▸ Consigne: Traduisez en anglais cette phrase de la critique du Labyrinthe Inachevé : « Il sort de chez lui, part pour le boulot, et trace sa route machinalement… en pensant à sa fille, Wendy. »
++++ Texte fourni
Will pense à sa fille, Wendy.
Il se lève le matin, erre dans son appart’, s’envoie distraitement un café… et pense à sa fille, Wendy.
A son pull rouge, que sa mère détestait mais que, elle, aimait tant.
Il sort de chez lui, part pour le boulot, et trace sa route machinalement… en pensant à sa fille, Wendy.
Wendy et son vieux pull rouge… Wendy qui a disparu il y a maintenant 10 ans.
Il croise ses collègues, rejette leur proposition d’aller boire un coup ensemble, et se met au travail, sans conviction… ses pensées s’envolant systématiquement vers sa fille, Wendy.
Wendy et son vieux pull rouge… Wendy qui a disparu il y a maintenant 10 ans… Wendy qui accapare toutes ses pensées depuis…
Il rentre chez lui, récupère son courrier sans vraiment y prêter attention, croise sa voisine sans vraiment lui échanger un regard, et se couche sans même penser à manger… trop occupé à penser à sa fille, Wendy.
Wendy et son vieux pull rouge… Wendy qui a disparu il y a maintenant 10 ans… Wendy qui accapare toutes ses pensées depuis… Wendy qui aimait tant les labyrinthes.
Il rêve… il rêve de Wendy… Wendy et son vieux pull rouge… Wendy qui a disparu il y a maintenant 10 ans… Wendy qui accapare toutes ses pensées depuis… Wendy qui aimait tant les labyrinthes… Wendy qui enfermée dans un labyrinthe ?!
Il est réveillé par son téléphone : au bout du fil, Wendy ! Wendy qui pleure, Wendy qui est enfermée dans un labyrinthe, Wendy qui le supplie de venir la chercher…!
Rêve ou réalité, Will ne le sait, mais il est sûr d’une chose : s’il subsiste la moindre chance qu’il revoit Wendy, alors il fera tout pour la retrouver !
Après nous avoir si délicieusement paumés dans la psyché multiple et tordue de Moon Knight lors de son mémorable run chez Marvel, le brillantissime Jeff Lemire revient à nouveau nous retourner les méninges avec son Labyrinthe Inachevé, alternant constamment entre rêve et réalité, cauchemar et folie, s’amusant à ne jamais nous indiquer lorsque le ténu fil (d’Ariane) entre les mondes parallèles sera ou non franchi. Seulement, les capes héroïques et les humains extraordinaires cèderont ici leur place aux vieux pulls rouges et aux humains extra-ordinaires pour un récit beaucoup plus humain, intime et touchant, traitant de la maladie, de la perte d’un enfant et de l’extrême difficulté du deuil qui s’ensuit.
Un récit aussi obsédant que bouleversant pour lequel Jeff Lemire reprend les pinceaux et pousse un cran au-dessus son style si particulier, son trait fin étant comme lâché sur le papier de manière frénétique et obsessionnelle, recouvert d’épais coups de pinceaux sombres et profonds qui viennent fouetter la page… et nos rétines. Notons également un malin travail sur les couleurs, alternant un lavis grisâtre et délavé pour dépeindre la morne vie que mène Will depuis la disparition de sa fille, et les aquarelles lumineuses et colorées qui réapparaissent comme par magie dès qu’il se plonge dans les souvenirs qui lui restent d’elle.
Un nouveau livre poignant et captivant par un Jeff Lemire qui confirme encore et toujours qu’il est sans conteste l’un des grands auteurs de sa génération.
++++++++
++++ Lignes fournies
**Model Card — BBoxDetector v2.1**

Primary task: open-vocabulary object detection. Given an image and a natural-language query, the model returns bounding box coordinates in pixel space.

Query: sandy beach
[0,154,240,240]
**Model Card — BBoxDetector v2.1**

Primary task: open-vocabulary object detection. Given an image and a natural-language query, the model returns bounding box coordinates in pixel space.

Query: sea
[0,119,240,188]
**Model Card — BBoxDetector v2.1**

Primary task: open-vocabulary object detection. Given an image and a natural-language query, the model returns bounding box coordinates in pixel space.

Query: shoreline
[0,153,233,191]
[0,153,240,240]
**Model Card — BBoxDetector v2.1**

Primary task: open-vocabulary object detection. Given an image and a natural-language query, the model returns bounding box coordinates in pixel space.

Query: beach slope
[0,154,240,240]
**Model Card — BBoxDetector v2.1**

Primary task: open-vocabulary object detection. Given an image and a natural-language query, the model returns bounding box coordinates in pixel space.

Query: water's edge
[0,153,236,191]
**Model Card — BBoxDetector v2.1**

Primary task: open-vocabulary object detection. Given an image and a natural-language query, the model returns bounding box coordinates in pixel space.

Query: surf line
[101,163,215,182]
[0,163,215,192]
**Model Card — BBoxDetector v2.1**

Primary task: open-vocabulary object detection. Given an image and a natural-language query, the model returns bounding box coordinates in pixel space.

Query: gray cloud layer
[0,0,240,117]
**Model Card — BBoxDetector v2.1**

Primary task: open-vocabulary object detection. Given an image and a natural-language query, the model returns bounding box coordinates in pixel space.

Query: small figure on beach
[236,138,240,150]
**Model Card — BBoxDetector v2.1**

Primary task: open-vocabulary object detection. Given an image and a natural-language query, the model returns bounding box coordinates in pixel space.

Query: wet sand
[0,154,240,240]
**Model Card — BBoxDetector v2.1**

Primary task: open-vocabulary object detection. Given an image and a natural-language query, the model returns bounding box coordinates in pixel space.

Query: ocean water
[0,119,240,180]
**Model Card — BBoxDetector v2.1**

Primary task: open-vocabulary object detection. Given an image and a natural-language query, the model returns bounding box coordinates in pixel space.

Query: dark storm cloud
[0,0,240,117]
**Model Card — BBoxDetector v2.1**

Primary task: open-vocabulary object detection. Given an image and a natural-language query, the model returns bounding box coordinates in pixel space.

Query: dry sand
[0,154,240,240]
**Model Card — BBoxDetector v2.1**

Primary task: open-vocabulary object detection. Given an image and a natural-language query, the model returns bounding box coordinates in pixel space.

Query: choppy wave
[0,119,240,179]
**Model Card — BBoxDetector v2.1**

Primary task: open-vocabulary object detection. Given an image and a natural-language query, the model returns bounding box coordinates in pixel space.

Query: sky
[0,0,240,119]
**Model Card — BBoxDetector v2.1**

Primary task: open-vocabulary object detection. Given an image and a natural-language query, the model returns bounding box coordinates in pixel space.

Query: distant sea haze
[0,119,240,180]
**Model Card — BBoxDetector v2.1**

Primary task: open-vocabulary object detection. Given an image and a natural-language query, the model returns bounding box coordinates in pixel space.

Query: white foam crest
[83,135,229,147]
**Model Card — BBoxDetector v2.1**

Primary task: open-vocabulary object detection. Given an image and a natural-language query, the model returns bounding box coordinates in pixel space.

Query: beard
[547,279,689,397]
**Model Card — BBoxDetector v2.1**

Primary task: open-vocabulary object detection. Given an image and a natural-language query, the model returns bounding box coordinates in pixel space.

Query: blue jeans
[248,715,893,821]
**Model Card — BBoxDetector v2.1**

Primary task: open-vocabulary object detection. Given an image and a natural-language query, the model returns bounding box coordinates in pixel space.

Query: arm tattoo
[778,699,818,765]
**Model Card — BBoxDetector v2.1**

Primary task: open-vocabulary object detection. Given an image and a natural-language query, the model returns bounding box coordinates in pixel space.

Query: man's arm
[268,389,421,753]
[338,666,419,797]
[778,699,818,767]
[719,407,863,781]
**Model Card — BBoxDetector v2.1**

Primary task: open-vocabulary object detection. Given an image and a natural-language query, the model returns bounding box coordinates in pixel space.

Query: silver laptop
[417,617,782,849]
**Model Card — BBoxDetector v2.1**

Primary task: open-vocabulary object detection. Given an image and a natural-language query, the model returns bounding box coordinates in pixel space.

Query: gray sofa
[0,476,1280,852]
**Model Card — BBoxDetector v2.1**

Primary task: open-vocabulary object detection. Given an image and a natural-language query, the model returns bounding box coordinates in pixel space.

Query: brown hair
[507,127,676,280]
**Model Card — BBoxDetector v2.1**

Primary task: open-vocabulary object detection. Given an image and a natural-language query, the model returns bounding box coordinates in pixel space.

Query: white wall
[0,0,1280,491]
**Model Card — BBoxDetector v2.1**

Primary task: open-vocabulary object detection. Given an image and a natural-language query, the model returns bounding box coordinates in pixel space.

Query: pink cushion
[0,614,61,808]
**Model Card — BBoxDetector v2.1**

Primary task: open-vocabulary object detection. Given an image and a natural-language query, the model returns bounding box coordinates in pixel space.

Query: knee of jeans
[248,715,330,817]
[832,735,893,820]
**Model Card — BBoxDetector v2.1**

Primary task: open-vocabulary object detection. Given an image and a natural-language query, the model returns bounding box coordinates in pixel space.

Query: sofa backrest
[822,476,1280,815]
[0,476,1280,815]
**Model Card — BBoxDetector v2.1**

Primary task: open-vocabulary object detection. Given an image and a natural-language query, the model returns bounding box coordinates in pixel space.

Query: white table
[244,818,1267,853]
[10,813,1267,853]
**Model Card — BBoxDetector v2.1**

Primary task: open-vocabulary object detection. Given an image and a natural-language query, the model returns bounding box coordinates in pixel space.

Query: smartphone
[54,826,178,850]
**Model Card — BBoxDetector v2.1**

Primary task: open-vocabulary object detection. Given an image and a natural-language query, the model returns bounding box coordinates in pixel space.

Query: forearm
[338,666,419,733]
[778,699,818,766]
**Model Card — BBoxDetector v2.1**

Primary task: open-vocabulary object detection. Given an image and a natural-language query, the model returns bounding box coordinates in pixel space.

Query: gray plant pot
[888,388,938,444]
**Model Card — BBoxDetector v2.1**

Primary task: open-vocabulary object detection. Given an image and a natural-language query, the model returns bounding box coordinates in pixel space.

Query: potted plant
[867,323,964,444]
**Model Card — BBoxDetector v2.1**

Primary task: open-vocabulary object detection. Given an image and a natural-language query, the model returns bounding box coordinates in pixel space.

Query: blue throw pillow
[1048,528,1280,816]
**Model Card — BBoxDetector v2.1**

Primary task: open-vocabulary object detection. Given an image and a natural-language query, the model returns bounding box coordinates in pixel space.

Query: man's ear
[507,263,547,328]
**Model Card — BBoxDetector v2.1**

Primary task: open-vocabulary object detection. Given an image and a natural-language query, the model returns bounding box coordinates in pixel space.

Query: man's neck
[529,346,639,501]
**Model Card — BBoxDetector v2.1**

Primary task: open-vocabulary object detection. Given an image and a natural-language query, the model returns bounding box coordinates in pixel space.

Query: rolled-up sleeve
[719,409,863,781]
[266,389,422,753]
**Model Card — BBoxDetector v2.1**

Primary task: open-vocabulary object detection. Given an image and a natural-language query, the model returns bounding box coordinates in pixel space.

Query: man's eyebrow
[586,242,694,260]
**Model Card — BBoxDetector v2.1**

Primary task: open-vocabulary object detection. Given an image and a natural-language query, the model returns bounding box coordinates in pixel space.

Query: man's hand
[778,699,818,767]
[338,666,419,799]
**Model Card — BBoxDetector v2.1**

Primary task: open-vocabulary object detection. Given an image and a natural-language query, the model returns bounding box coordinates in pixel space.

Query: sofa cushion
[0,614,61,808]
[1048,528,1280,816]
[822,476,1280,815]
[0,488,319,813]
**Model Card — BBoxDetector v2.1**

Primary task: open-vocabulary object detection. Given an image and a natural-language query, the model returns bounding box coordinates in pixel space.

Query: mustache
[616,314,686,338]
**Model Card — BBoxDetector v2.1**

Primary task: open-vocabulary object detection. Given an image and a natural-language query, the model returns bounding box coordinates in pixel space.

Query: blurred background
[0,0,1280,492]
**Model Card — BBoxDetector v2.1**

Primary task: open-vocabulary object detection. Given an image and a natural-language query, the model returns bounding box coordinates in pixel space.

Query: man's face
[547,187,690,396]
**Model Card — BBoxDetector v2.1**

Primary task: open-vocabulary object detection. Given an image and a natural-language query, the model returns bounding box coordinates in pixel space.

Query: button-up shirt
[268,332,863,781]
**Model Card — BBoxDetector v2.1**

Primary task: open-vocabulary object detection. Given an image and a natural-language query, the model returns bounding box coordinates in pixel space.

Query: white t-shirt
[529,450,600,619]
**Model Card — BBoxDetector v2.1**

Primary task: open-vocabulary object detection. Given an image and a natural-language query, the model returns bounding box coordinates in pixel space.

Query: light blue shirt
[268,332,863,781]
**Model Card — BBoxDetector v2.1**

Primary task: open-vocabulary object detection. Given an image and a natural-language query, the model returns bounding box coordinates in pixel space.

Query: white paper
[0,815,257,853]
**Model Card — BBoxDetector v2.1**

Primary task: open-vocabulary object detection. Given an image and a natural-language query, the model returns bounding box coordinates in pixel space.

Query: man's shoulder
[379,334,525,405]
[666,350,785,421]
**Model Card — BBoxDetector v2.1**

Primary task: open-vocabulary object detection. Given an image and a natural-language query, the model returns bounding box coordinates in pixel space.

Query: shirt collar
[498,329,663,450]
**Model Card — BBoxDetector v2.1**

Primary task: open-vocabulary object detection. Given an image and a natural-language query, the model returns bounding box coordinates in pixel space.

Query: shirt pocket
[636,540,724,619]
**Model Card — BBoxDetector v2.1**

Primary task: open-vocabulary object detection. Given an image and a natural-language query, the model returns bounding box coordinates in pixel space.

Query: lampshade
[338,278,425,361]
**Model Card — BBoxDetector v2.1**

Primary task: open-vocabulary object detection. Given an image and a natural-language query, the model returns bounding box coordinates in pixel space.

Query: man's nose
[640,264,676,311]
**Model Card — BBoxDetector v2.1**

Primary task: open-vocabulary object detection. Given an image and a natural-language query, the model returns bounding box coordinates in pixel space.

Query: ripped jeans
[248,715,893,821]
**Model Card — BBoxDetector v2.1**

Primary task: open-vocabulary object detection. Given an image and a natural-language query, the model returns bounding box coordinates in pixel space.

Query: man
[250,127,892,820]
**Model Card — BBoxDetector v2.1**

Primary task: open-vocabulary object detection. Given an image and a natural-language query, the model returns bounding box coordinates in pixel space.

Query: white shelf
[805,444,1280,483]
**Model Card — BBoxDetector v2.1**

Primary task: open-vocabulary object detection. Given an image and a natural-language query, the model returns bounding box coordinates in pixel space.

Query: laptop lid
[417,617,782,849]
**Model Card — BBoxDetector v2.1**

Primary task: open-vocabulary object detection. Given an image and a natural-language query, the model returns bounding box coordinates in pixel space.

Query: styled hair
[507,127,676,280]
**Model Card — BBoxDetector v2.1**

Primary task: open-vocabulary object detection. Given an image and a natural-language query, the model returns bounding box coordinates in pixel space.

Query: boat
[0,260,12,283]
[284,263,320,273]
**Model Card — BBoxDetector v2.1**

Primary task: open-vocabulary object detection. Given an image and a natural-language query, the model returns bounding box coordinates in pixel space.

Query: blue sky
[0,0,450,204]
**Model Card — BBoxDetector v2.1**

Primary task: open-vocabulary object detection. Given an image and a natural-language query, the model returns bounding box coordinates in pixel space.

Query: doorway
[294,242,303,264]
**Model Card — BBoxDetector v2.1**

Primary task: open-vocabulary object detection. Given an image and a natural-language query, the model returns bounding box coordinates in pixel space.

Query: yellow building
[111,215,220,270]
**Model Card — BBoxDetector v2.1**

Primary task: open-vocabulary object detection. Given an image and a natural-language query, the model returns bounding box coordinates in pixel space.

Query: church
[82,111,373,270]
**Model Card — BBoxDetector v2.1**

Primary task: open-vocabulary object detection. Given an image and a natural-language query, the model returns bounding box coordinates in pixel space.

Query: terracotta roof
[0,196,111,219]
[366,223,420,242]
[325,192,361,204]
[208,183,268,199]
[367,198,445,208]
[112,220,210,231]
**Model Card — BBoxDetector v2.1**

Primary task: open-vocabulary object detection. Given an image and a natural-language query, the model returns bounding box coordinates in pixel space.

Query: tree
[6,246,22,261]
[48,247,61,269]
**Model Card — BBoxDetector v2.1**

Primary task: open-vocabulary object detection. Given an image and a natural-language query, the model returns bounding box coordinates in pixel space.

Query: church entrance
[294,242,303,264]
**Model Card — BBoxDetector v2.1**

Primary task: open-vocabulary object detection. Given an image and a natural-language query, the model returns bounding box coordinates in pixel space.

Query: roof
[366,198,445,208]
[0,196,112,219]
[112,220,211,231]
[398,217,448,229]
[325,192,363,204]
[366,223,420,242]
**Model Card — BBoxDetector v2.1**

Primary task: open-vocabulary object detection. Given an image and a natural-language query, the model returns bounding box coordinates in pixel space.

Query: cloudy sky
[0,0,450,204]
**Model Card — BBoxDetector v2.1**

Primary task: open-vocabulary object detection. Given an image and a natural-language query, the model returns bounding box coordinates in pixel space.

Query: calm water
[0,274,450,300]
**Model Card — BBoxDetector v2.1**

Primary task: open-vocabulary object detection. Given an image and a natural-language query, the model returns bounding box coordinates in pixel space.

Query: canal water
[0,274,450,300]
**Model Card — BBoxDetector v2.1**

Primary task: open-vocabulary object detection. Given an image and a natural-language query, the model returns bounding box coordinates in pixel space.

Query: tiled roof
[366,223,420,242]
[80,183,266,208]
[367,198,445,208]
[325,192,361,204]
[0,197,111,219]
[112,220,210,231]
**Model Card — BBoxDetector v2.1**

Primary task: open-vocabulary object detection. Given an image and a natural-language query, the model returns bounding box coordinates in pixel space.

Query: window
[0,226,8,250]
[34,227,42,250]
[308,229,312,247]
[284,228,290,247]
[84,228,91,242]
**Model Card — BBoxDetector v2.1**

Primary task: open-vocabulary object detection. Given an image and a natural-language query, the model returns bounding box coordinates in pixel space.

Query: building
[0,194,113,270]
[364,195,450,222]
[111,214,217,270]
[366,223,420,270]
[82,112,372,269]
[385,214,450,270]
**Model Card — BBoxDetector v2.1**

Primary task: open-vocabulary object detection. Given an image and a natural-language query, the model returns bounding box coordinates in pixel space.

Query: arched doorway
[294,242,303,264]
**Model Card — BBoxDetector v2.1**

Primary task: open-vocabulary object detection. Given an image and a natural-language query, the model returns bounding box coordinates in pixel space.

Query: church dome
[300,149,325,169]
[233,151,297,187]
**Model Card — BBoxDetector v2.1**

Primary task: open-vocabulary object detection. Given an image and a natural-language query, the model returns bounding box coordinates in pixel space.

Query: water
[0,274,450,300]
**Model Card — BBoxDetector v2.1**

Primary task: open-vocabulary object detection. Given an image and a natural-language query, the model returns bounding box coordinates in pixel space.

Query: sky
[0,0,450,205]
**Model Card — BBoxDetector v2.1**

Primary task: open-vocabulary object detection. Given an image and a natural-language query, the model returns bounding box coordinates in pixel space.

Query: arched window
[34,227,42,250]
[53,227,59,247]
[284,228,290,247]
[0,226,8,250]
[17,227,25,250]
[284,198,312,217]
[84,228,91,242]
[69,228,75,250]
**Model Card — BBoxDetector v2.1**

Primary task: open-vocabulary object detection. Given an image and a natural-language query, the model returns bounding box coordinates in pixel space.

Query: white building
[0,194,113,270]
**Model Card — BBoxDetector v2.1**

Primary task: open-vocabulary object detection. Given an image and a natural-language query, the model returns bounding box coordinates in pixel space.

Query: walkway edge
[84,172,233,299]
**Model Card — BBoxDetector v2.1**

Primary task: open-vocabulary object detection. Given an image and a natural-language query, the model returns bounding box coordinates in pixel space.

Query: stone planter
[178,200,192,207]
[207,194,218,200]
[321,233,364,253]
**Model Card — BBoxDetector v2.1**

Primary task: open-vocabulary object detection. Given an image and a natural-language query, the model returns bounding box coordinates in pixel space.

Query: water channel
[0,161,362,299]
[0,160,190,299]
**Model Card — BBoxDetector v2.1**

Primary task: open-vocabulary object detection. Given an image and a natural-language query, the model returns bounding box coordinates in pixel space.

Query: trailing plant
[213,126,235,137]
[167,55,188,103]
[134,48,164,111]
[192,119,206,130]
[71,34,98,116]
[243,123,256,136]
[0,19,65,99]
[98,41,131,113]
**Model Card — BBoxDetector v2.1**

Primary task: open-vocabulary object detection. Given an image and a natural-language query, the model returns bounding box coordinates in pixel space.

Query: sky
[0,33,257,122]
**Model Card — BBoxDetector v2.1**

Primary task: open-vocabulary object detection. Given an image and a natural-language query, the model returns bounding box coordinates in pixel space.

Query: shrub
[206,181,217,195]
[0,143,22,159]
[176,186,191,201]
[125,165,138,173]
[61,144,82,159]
++++++++
▸ Corrigé: He leaves home, heads off to work, and goes on his way mechanically… thinking about his daughter, Wendy.